▶ [Trecho do documento]:
A hipótese pode parecer exagerada, considerando que a lei brasileira para o uso de imagens é uma das mais rigorosas do mundo. Mesmo assim, fotografias de pessoas famosas ou mesmo anônimas e obras de fotógrafos continuam sendo utilizadas no Brasil sem que o seu direito de uso seja cumprido como manda o figurino. Isso não quer dizer que parte do mercado não se esforce para cumprir a lei à risca. Tanto que a maioria dos bancos de imagens brasileiros prefere não comercializar fotos de “personagens”.
O problema é que, no Brasil, o direito de uso da imagem é tão “engessado” em relação a outros países que termina criando uma situação crucial para o mercado interno: a profusão de “rostos” estrangeiros nos arquivos de fotos. Enquanto no exterior a imagem de uma pessoa, quando comercializada, é de fato cedida, aqui ela é dada como uma concessão. Ou seja, o brasileiro pode autorizar o uso da imagem, mas permanece sempre com o direito de anulá-la ou então de limitar o uso se considerá-lo indevido.
Diante deste cenário, o que os fotógrafos profissionais devem fazer para se precaver e evitar dores de cabeça futuras?
Intimidade – Para fotografar uma pessoa, o recomendável é sempre conseguir uma autorização, se quiser cumprir o direito da imagem do “personagem do retrato”. A exceção fica para as fotos jornalísticas ou editoriais. “Nesse caso, é aplicado o princípio do código autoral de que o interesse público se sobrepõe ao interesse individual. Um livro sobre os habitantes de determinada região, por exemplo, trata de um assunto que a sociedade tem o direito de conhecer”, explica Paulo Gomes de Oliveira Filho, advogado especialista no tema. A imagem pode ser utilizada em publicações cujo conteúdo seja informativo, didático, científico ou cultural, desde que não infrinja outros direitos da pessoa fotografada, como o direito de privacidade.
Até as pessoas notórias (artistas, políticos, cientistas), que expõem sua imagem publicamente, têm direito à privacidade. Ao ser fotografada nua numa ilha particular grega, na década de 70, a ex-primeira dama dos Estados Unidos e então mulher do armador grego Aristóteles Onassis, Jackie Kennedy Onassis, foi vítima de agressão à intimidade. O mesmo ocorreu com Greta Garbo, atriz de Hollywood, que teve sua foto nua, numa praia particular, estampada num jornal sensacionalista. O jornal britânico “The Daily Mirror”, por exemplo, chegou a “bisbilhotar” a privacidade da princesa Diana, também através de lentes indiscretas.

▶ [Dados de origem]:

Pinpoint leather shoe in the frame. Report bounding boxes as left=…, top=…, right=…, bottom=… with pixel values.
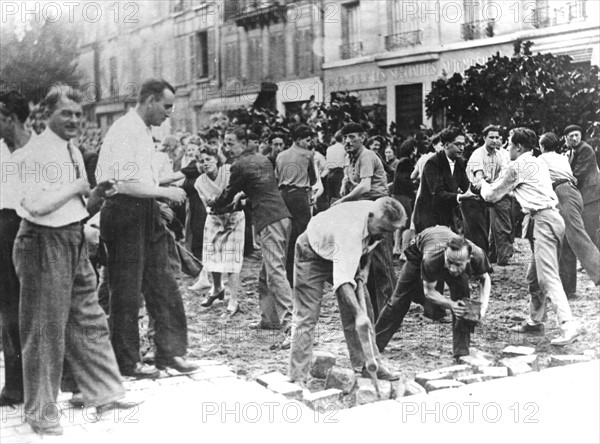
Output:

▶ [Instruções da tarefa]:
Responda às perguntas abaixo com base no texto sobre direito de imagem.
1. Que tipo de foto a maioria dos bancos de imagens brasileiros prefere não comercializar?
2. Para quais fotos o texto abre exceção à recomendação de conseguir uma autorização da pessoa fotografada?
3. Em que lugar Greta Garbo foi fotografada nua?

▶ [Resposta da tarefa]:
1. Fotos de "personagens".
2. Para as fotos jornalísticas ou editoriais.
3. Numa praia particular.